■ Instructions to follow ■
The records that follow should be returned exactly, pictures excluded.

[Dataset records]
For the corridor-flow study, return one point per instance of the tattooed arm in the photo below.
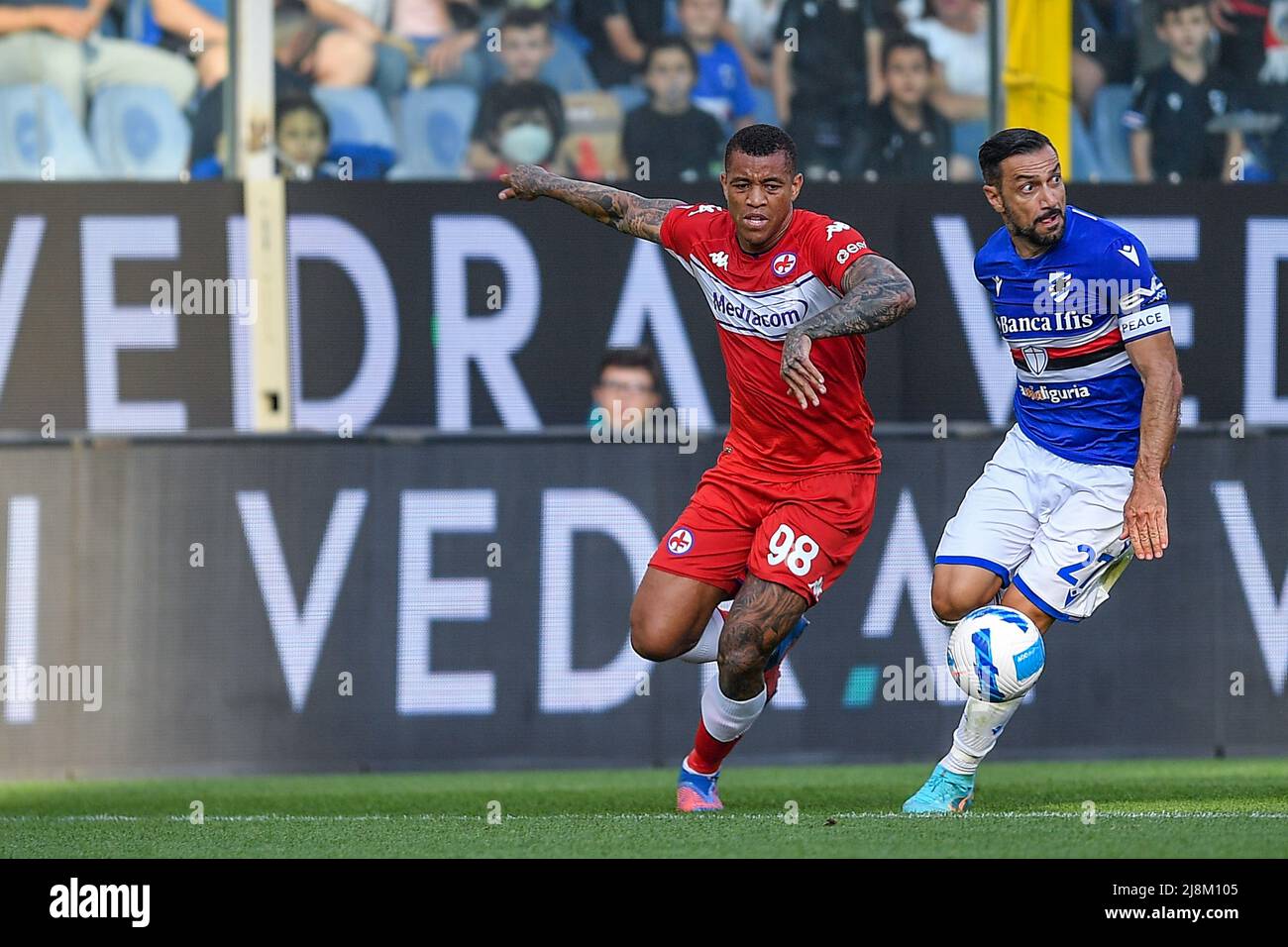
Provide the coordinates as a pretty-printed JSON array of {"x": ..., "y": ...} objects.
[
  {"x": 877, "y": 294},
  {"x": 639, "y": 217}
]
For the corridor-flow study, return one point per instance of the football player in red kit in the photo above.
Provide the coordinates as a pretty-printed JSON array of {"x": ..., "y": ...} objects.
[{"x": 791, "y": 495}]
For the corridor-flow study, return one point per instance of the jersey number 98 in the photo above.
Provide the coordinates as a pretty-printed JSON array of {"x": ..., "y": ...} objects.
[{"x": 798, "y": 552}]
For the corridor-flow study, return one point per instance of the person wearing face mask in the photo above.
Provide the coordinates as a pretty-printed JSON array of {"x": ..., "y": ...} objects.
[
  {"x": 679, "y": 141},
  {"x": 518, "y": 123}
]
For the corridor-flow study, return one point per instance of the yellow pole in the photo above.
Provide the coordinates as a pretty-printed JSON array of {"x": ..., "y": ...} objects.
[{"x": 1038, "y": 69}]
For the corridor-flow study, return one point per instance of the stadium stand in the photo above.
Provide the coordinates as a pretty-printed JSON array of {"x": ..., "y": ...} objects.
[
  {"x": 138, "y": 133},
  {"x": 434, "y": 132},
  {"x": 40, "y": 137}
]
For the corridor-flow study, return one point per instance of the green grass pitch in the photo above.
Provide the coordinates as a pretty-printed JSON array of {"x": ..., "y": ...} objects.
[{"x": 1166, "y": 808}]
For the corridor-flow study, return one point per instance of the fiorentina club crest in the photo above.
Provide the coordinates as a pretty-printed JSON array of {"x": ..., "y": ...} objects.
[
  {"x": 681, "y": 541},
  {"x": 1035, "y": 359}
]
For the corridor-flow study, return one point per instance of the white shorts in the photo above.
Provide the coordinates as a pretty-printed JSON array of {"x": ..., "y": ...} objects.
[{"x": 1046, "y": 523}]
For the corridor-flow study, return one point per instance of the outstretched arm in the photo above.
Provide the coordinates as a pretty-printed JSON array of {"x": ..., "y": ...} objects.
[
  {"x": 1145, "y": 513},
  {"x": 639, "y": 217},
  {"x": 877, "y": 294}
]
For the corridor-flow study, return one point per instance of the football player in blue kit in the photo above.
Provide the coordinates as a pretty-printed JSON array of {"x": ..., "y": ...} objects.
[{"x": 1076, "y": 489}]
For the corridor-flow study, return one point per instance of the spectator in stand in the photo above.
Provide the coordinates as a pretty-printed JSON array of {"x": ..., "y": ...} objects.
[
  {"x": 629, "y": 380},
  {"x": 619, "y": 33},
  {"x": 340, "y": 50},
  {"x": 722, "y": 88},
  {"x": 681, "y": 141},
  {"x": 523, "y": 124},
  {"x": 957, "y": 35},
  {"x": 524, "y": 48},
  {"x": 196, "y": 29},
  {"x": 1112, "y": 56},
  {"x": 822, "y": 80},
  {"x": 1175, "y": 103},
  {"x": 903, "y": 137},
  {"x": 446, "y": 34},
  {"x": 58, "y": 44},
  {"x": 527, "y": 34},
  {"x": 1243, "y": 26},
  {"x": 352, "y": 50},
  {"x": 303, "y": 137},
  {"x": 750, "y": 26}
]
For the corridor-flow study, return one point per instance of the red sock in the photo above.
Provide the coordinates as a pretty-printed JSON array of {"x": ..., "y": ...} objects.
[{"x": 707, "y": 751}]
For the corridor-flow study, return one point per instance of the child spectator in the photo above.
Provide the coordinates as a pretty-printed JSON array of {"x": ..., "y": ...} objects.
[
  {"x": 681, "y": 141},
  {"x": 1175, "y": 102},
  {"x": 531, "y": 51},
  {"x": 820, "y": 75},
  {"x": 303, "y": 138},
  {"x": 721, "y": 88},
  {"x": 518, "y": 124},
  {"x": 903, "y": 137}
]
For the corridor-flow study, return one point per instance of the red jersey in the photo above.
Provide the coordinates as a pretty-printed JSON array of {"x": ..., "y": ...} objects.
[{"x": 756, "y": 299}]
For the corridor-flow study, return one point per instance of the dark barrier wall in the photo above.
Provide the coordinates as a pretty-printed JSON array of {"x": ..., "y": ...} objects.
[
  {"x": 473, "y": 596},
  {"x": 436, "y": 304}
]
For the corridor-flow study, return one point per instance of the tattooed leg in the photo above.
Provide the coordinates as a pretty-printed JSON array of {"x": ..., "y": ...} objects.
[{"x": 761, "y": 615}]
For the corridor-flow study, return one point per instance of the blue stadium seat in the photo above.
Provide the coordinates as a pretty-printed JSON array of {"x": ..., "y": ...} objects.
[
  {"x": 38, "y": 124},
  {"x": 1109, "y": 133},
  {"x": 138, "y": 133},
  {"x": 434, "y": 129},
  {"x": 140, "y": 24},
  {"x": 357, "y": 116}
]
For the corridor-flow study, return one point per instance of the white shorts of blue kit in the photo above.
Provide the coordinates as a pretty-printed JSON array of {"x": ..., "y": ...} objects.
[{"x": 1044, "y": 523}]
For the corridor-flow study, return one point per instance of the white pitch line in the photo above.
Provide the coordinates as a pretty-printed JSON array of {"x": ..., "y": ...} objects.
[{"x": 649, "y": 817}]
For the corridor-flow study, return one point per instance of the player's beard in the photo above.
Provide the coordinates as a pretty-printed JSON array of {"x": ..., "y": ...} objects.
[{"x": 1030, "y": 234}]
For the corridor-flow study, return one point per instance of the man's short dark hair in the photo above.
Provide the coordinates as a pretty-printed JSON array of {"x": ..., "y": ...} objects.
[
  {"x": 634, "y": 357},
  {"x": 671, "y": 43},
  {"x": 1166, "y": 7},
  {"x": 1005, "y": 144},
  {"x": 903, "y": 40},
  {"x": 761, "y": 141},
  {"x": 526, "y": 18}
]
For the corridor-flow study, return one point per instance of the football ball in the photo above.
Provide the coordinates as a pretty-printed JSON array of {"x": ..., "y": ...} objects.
[{"x": 996, "y": 654}]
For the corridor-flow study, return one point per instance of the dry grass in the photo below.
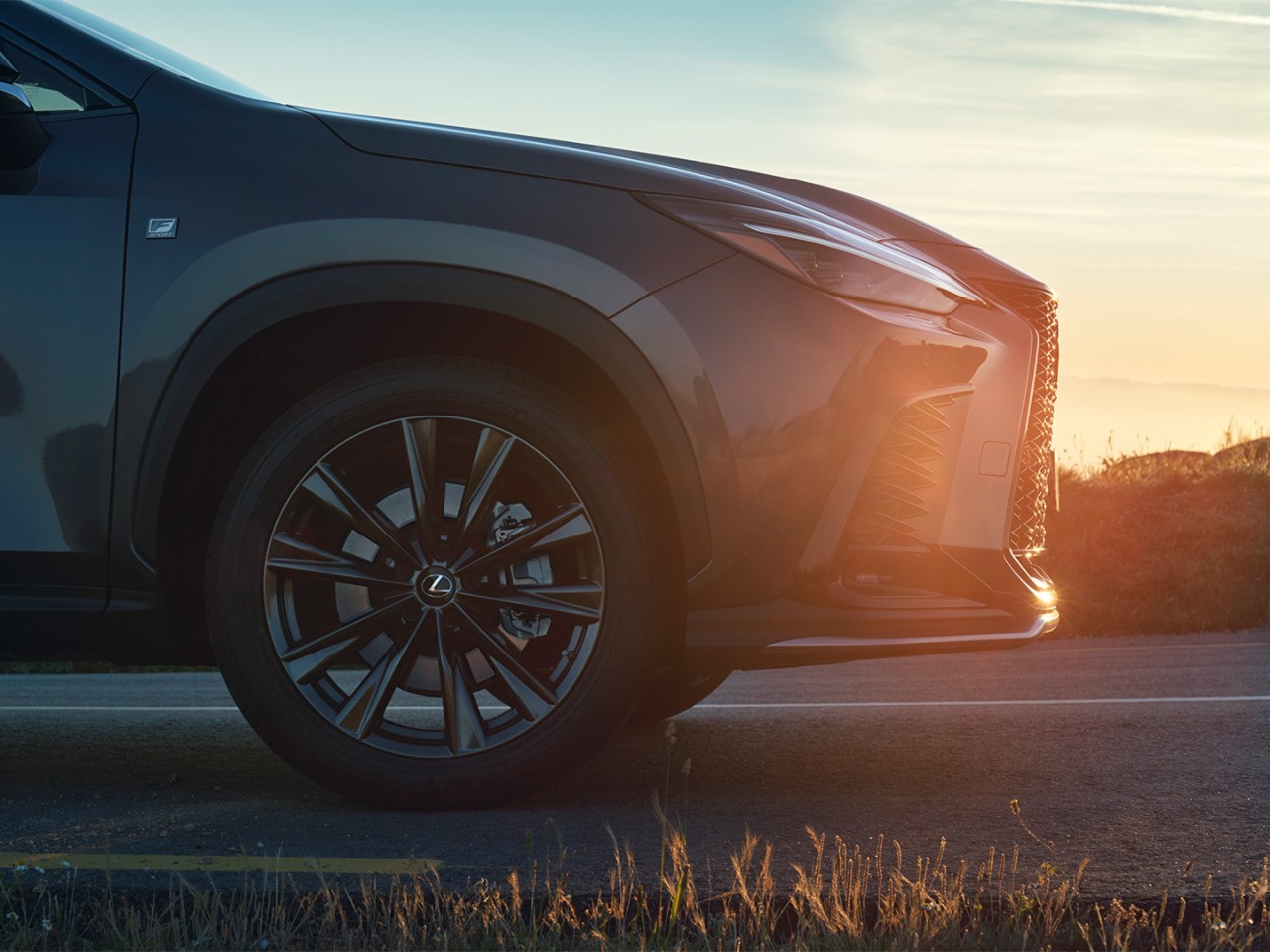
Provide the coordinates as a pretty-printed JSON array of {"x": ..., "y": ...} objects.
[
  {"x": 1165, "y": 542},
  {"x": 843, "y": 896}
]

■ Exercise result ■
For the corridor-flow study, return one point per instance of the tattooed arm in the photo below.
Provide the coordinates as a pretty-printed JSON array of {"x": ..., "y": ...} objects.
[
  {"x": 877, "y": 294},
  {"x": 639, "y": 217}
]
For the corridor-flow study, return one point per instance of the football player in red kit in the photo above.
Provide the coordinates as a pretty-printed JSON array of {"x": ..., "y": ...} objects.
[{"x": 791, "y": 495}]
For the corridor-flow study, return one point per instance of the jersey number 98 in the photo above.
Provide the coordinates as a pretty-printed JSON array of {"x": ..., "y": ...} objects.
[{"x": 798, "y": 552}]
For the corridor-flow study, return one point per instance of the person wearing face mask in the photo above.
Provide the coordinates as a pretty-printed JSON array of {"x": ..., "y": ...} objects.
[
  {"x": 679, "y": 141},
  {"x": 518, "y": 123}
]
For the corridor-flow study, return one point per instance of the yellow pole in the photo above.
Provide the coordinates as a pretty-printed JSON array of {"x": ..., "y": ...} objects.
[{"x": 1038, "y": 69}]
For the corridor-flow study, return one point per instance of the stadium stand in the photo above.
Provide the coordinates as a pretty-printed JSON array of {"x": ..., "y": ...} objects.
[
  {"x": 138, "y": 133},
  {"x": 434, "y": 132},
  {"x": 40, "y": 137}
]
For the corridor-flow study, return one point per instance of the green grass pitch in the photo above.
Provide the coordinates as a pretty-printed JSON array of {"x": ..., "y": ...} objects.
[{"x": 1166, "y": 808}]
For the corridor-flow study, return one point per instance of the fiorentina club crest in the photo above.
Provide the coordinates as a pretty-printed JSON array of {"x": ..., "y": ...} objects.
[
  {"x": 681, "y": 541},
  {"x": 1035, "y": 359}
]
For the corridor-flow study, return one point per instance of the white shorts in the photo above.
Provide the coordinates as a pretty-printed JSON array of {"x": ..., "y": ...} objects.
[{"x": 1046, "y": 523}]
For the corridor-flow study, return one point per instance of the outstretched arm in the photo above.
Provide the coordinates as a pretty-printed JSON array of {"x": ..., "y": ...} objects.
[
  {"x": 1145, "y": 513},
  {"x": 639, "y": 217},
  {"x": 877, "y": 294}
]
For the corridor-flow study, return one point per instance of the football player in blue kit in the photo above.
Provide the coordinates as a pretty-printed JSON array of {"x": ..., "y": ...} objects.
[{"x": 1076, "y": 489}]
For the corridor-flow study, return one point per instance of the spectator in stand in the photo above.
Provide the coordinates as a pretty-printed JSON array of {"x": ..., "y": ...} objects.
[
  {"x": 629, "y": 380},
  {"x": 619, "y": 33},
  {"x": 340, "y": 50},
  {"x": 722, "y": 88},
  {"x": 681, "y": 141},
  {"x": 523, "y": 124},
  {"x": 957, "y": 35},
  {"x": 524, "y": 48},
  {"x": 196, "y": 29},
  {"x": 1112, "y": 56},
  {"x": 822, "y": 80},
  {"x": 1175, "y": 103},
  {"x": 903, "y": 137},
  {"x": 446, "y": 34},
  {"x": 58, "y": 44},
  {"x": 527, "y": 34},
  {"x": 1243, "y": 26},
  {"x": 352, "y": 50},
  {"x": 303, "y": 137},
  {"x": 750, "y": 26}
]
For the corridor-flow study, return one point per instance of the red sock in the photo above.
Provide the coordinates as a pretty-printed JSON array of {"x": ..., "y": ...} objects.
[{"x": 707, "y": 751}]
For the corridor-flow study, return one point per instance of the child spectator in the photo above.
Provide the coordinates as a pretty-printed JSON array of {"x": ..., "y": ...} objects.
[
  {"x": 681, "y": 141},
  {"x": 1175, "y": 102},
  {"x": 531, "y": 51},
  {"x": 820, "y": 75},
  {"x": 303, "y": 138},
  {"x": 721, "y": 88},
  {"x": 518, "y": 124},
  {"x": 903, "y": 137}
]
For the corridor-flow study, return one point per instance of the red jersey in the photo above.
Provide the coordinates as a pretty-printed JSON array of {"x": ..., "y": ...} objects.
[{"x": 756, "y": 299}]
For the corridor-flow study, return one point per instance of the dark barrier wall in the photo above.
Provide the coordinates as a pretty-printed JSON array of {"x": ..., "y": ...} objects.
[
  {"x": 473, "y": 596},
  {"x": 436, "y": 304}
]
For the corridor-flow study, return one point per instance of the tattooed leg in the photo above.
Provide the coordinates as a pretty-printed JSON array of {"x": ..., "y": ...} objects.
[{"x": 761, "y": 615}]
For the corridor-flow study, return one point per instance of the blue stadium seat in the photo above.
Provide the coordinates as a pretty-printed JSON array of {"x": ..., "y": ...} objects.
[
  {"x": 38, "y": 124},
  {"x": 1109, "y": 133},
  {"x": 138, "y": 133},
  {"x": 434, "y": 129},
  {"x": 140, "y": 24},
  {"x": 357, "y": 116}
]
For the corridor-flow study, return one point per instance of the white shorts of blue kit in the photo above.
Provide the coordinates as a pretty-printed JSON array of {"x": ..., "y": ...} objects.
[{"x": 1044, "y": 523}]
For the corridor-flow study, return one point per instance of the white pitch line in the photo above.
Provide the coordinates as a pretty-printed JSON array of {"x": ..., "y": ...} objects.
[{"x": 649, "y": 817}]
For the corridor-flow study, return one point per instance of the player's beard in the photo above.
Provide the coordinates as a pretty-printed JSON array of {"x": ..., "y": ...} objects.
[{"x": 1030, "y": 234}]
For the corridor-flow study, return one point per instance of the man's short dark hair in the photo above.
Provide the coordinates as a pretty-printed JSON array of {"x": ..., "y": ...} objects.
[
  {"x": 634, "y": 357},
  {"x": 671, "y": 43},
  {"x": 1166, "y": 7},
  {"x": 1005, "y": 144},
  {"x": 903, "y": 40},
  {"x": 761, "y": 141},
  {"x": 526, "y": 18}
]
For the corridor-flow study, return one point per instance of the football ball in the photo above.
Provide the coordinates as a pretty-printed JSON array of {"x": ..., "y": ...} objects.
[{"x": 996, "y": 654}]
For the corridor-flow study, return one point per instance of the dry grass in the photo below.
Provide the coordinates as a pretty-printed JSON array of {"x": ..., "y": ...} objects.
[
  {"x": 1165, "y": 542},
  {"x": 843, "y": 896}
]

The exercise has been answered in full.